**STATED GOAL A**
Answer these questions using the obstacle-avoiding robot guide:
(i) Which Arduino pin is tied to the echo pin on the ultrasonic sensor?
(ii) What pin number is assigned to Right Motor Forward?
(iii) What maximum ping distance, in centimeters, does the code set?

[BEGIN QUOTED TEXT]

OBSTACLE AVOIDING ROBOT

INTRODUCTION

Robotics has been a staple of advanced manufacturing for over half a century. As robots and their peripheral equipment become more sophisticated, reliable, and miniaturised, these systems are increasingly being utilised for entertainment, military, and surveillance purposes. A remote controlled surveillance robot is defined as any robot that is remotely controlled to capture images/video for specific purposes. Mobile robots that are controlled remotely have important rules in area of rescue and military.Obstacle Avoiding Robot is an intelligent Electronic device which can automatically sense the obstacle in front of it and avoid them by turning itself in another direction. The application of Obstacle Avoiding robot is not limited and it is used in most of the military organisation now which helps carry out many risky jobs that cannot be done by any soldiers.

Components Required

  1. Arduino Uno (any version)
  2. HC-SR04 Ultrasonic Sensor
  3. LM298N Motor Driver Module
  4. 5V DC Motors
  5. Battery
  6. Wheels
  7. Chassis
  8. Jumper Wires

CIRCUIT DIAGRAM

CONNECTIONS

L298N Control Pins
Left Motor Forward = 4;
Left Motor Backward = 5;
Right Motor Forward = 6;
Right Motor Backward = 7;

ULTRASONIC SENSOR

  • Arduino pin A1 is tied to trigger pin on the ultrasonic sensor.
  • Arduino pin A2 is tied to echo pin on the ultrasonic sensor.
  • VCC and Groundig is tied as per supply

PROGRAMMING

#include <Servo.h>       
#include <NewPing.h>     
const int LeftMotorForward = 4;
const int LeftMotorBackward = 5;
const int RightMotorForward = 6;
const int RightMotorBackward = 7;

#define TRIGGER_PIN  A1  // Arduino pin tied to trigger pin on the ultrasonic sensor.
#define ECHO_PIN     A2  // Arduino pin tied to echo pin on the ultrasonic sensor.
#define MAX_DISTANCE 250 // Maximum distance we want to ping for (in centimetres). Maximum sensor distance is rated at 250cm.

Servo servo_motor;  // Servo's name
NewPing sonar(TRIGGER_PIN, ECHO_PIN, MAX_DISTANCE); // NewPing setup of pins and maximum distance.

[END QUOTED TEXT]

**STATED GOAL B**
Count the lines in the listing below that contain the word "black". Reply with the number only.

[BEGIN TASK INPUTS]

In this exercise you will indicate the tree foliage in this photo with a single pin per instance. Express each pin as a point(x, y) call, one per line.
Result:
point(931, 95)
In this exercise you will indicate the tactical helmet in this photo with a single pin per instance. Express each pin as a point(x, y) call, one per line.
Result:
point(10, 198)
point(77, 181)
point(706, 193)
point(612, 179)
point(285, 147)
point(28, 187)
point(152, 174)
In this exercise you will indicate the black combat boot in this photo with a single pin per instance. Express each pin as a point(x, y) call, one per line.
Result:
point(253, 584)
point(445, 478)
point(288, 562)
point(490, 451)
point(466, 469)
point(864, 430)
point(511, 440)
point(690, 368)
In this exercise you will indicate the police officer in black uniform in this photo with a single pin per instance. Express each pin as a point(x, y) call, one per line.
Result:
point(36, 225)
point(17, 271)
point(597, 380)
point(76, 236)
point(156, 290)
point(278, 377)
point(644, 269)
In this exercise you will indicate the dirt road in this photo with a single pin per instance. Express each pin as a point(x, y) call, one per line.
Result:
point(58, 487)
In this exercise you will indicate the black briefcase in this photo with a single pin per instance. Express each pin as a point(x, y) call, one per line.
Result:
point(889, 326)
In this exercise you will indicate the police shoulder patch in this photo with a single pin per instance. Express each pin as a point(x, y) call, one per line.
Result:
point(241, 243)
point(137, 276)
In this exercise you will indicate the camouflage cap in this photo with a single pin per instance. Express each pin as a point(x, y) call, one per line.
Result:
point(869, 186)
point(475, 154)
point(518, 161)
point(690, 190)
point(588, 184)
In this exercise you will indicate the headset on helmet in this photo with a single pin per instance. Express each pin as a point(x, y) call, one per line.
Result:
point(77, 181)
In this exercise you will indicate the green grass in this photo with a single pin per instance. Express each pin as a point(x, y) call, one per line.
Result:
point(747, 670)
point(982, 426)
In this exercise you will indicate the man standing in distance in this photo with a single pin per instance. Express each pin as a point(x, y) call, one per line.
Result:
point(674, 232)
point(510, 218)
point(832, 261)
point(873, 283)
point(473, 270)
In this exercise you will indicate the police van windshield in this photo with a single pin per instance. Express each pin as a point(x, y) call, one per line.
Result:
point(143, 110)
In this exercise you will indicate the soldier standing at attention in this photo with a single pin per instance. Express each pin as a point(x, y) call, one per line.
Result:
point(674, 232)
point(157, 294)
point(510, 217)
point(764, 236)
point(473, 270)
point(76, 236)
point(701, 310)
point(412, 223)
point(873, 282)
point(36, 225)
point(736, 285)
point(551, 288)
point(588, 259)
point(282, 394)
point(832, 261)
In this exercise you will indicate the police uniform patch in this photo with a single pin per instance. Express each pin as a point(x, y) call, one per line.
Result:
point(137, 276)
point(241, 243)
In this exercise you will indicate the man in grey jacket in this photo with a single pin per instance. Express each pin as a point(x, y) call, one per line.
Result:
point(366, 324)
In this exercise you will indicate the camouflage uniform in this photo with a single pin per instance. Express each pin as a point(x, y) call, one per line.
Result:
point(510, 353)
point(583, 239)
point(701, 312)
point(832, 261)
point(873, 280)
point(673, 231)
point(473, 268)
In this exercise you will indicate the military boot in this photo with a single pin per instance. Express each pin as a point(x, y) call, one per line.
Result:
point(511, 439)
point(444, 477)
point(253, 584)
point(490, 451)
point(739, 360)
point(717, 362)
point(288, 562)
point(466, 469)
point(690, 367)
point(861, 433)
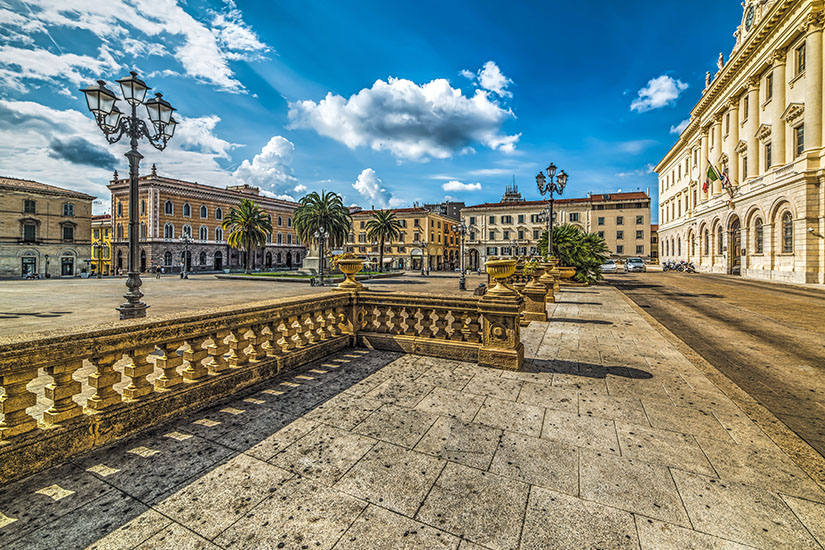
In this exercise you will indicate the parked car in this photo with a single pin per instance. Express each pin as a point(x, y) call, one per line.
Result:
point(635, 265)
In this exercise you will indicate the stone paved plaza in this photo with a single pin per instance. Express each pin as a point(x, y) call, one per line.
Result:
point(610, 438)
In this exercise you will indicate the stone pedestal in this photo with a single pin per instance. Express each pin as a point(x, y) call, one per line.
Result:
point(501, 340)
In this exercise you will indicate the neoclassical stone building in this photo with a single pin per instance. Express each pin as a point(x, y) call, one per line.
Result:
point(171, 208)
point(759, 120)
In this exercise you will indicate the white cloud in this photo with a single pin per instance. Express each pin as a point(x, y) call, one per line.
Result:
point(271, 168)
point(370, 186)
point(411, 121)
point(679, 128)
point(659, 92)
point(644, 171)
point(140, 27)
point(459, 186)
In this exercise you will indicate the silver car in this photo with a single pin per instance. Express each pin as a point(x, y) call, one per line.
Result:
point(635, 265)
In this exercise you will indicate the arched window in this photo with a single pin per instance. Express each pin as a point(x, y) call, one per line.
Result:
point(787, 233)
point(758, 236)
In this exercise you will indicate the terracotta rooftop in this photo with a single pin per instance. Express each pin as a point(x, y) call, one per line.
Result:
point(38, 187)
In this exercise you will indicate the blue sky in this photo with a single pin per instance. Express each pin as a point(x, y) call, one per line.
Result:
point(384, 102)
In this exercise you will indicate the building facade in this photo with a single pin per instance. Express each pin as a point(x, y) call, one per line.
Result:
point(171, 209)
point(515, 226)
point(428, 240)
point(759, 121)
point(44, 230)
point(101, 245)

[END TASK INPUTS]

**FULL OUTPUT A**
(i) A2
(ii) 6
(iii) 250

**FULL OUTPUT B**
3